┌────────
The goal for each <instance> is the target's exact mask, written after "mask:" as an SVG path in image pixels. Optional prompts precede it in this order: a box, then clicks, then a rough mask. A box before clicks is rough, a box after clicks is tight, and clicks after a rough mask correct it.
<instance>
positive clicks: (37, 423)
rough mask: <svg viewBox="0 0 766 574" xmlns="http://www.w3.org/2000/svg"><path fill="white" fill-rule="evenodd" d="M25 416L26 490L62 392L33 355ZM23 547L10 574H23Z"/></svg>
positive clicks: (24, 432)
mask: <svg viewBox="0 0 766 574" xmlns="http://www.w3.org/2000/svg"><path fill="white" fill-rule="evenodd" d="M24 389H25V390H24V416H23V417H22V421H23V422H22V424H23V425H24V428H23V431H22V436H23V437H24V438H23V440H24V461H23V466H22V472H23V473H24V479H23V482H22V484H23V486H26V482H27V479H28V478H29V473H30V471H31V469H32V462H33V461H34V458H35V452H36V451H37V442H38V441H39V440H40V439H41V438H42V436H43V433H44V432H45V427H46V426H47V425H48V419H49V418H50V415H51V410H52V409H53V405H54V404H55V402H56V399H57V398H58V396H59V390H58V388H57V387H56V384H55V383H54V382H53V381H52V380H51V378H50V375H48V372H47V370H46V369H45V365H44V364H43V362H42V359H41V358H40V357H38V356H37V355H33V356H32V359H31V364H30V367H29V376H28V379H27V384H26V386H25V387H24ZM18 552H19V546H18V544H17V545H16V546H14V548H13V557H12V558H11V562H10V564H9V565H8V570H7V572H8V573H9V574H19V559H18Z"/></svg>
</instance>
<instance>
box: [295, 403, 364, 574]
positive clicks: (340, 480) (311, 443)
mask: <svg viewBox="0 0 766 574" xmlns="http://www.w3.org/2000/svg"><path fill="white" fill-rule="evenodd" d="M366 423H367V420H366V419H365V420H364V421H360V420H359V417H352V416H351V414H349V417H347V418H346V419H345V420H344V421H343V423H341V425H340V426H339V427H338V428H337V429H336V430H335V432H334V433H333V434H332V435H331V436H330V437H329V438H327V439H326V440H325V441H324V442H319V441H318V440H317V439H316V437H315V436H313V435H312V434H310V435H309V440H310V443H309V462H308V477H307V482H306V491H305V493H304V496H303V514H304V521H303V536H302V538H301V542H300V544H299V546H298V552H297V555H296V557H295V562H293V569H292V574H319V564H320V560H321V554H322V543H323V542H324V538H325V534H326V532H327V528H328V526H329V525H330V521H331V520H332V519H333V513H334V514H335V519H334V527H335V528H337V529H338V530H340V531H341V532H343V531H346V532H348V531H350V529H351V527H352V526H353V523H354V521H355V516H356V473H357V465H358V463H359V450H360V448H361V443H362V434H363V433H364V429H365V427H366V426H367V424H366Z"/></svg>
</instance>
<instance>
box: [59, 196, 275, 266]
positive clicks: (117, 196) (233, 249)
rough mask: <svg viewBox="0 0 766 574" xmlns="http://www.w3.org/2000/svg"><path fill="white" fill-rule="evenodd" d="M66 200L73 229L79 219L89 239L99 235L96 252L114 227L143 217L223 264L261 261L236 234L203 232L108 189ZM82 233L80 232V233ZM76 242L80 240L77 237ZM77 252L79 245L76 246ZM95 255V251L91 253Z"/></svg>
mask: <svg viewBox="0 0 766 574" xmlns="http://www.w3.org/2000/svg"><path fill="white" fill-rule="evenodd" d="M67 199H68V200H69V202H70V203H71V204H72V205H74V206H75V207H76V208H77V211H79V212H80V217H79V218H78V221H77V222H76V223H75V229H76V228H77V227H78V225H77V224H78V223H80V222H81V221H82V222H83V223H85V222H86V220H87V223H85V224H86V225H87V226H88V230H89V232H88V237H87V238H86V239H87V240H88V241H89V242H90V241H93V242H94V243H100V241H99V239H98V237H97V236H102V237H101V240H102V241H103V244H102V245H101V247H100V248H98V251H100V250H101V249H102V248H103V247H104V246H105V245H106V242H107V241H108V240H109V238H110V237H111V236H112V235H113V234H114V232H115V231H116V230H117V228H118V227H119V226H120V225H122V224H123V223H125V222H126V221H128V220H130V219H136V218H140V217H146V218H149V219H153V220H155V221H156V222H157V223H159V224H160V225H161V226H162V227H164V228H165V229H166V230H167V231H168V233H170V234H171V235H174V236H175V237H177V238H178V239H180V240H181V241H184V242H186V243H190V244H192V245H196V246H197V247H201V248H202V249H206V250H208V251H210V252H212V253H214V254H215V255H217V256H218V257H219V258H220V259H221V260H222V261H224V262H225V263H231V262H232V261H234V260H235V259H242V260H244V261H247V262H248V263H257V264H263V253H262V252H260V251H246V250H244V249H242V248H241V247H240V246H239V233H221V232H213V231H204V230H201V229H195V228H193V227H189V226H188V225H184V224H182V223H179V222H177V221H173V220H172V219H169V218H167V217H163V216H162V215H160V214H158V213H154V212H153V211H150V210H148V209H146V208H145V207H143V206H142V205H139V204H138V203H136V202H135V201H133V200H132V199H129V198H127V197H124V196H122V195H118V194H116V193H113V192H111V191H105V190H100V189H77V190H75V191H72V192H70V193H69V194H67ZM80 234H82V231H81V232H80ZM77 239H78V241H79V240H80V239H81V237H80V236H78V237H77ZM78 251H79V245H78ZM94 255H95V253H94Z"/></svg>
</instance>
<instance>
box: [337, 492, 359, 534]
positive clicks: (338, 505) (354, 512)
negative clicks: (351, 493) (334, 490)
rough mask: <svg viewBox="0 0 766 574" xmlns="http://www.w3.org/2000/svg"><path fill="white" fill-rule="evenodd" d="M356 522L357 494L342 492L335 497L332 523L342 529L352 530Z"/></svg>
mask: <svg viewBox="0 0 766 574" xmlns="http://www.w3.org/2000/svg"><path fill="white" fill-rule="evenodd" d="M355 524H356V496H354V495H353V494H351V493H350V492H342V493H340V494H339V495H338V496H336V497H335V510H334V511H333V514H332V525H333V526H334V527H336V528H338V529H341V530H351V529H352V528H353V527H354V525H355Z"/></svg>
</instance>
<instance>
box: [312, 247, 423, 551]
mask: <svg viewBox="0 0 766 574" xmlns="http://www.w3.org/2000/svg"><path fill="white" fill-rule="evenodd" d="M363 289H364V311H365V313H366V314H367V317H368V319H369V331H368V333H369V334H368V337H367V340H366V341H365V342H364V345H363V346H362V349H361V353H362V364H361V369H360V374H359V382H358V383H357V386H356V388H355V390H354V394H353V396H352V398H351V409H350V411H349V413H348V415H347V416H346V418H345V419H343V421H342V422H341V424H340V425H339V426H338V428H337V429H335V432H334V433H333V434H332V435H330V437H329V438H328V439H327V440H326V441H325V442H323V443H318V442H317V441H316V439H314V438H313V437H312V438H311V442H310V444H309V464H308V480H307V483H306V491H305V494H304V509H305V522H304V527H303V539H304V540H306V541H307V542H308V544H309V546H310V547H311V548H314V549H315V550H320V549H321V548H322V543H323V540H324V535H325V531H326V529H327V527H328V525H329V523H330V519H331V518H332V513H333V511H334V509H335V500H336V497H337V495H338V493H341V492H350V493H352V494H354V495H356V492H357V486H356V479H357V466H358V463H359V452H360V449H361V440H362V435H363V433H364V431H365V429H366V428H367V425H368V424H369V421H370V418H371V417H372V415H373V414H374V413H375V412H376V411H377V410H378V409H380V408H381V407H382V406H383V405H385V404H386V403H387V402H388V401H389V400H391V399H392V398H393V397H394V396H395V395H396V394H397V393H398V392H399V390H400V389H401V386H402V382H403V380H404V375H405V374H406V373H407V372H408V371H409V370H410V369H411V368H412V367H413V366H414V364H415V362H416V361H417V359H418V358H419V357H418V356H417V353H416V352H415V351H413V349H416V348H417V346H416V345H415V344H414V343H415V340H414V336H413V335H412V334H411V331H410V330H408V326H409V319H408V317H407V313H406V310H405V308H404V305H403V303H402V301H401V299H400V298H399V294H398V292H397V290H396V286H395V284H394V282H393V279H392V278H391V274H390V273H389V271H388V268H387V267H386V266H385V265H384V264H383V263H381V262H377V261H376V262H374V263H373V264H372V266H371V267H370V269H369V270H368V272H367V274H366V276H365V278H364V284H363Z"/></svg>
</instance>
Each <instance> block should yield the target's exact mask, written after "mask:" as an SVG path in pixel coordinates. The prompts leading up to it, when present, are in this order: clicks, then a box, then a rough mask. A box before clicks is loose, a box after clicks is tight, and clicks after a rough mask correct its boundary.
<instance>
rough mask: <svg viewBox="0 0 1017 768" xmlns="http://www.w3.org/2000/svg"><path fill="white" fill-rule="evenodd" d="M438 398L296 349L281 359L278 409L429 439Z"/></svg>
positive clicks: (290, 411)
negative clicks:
└────────
§ About this exercise: Search the records line by line for the word "tight" and copy every line where it appears.

§ Problem solution:
The goal for each <instance> is the target's exact mask, written after "mask:" as an SVG path in image pixels. Optional prompts precede it in this order: a box, then clicks, then a rough mask. A box before clicks is rough, a box after clicks is tight, and clicks after a rough mask correct it.
Each <instance> block should yield the target's exact mask, written after "mask:" as an SVG path in pixel coordinates. The prompts leading up to it, when present, are in this order: clicks, then a box, then a rough mask. A box before clicks is loose, a box after clicks is tight, and clicks after a rough mask correct its boundary.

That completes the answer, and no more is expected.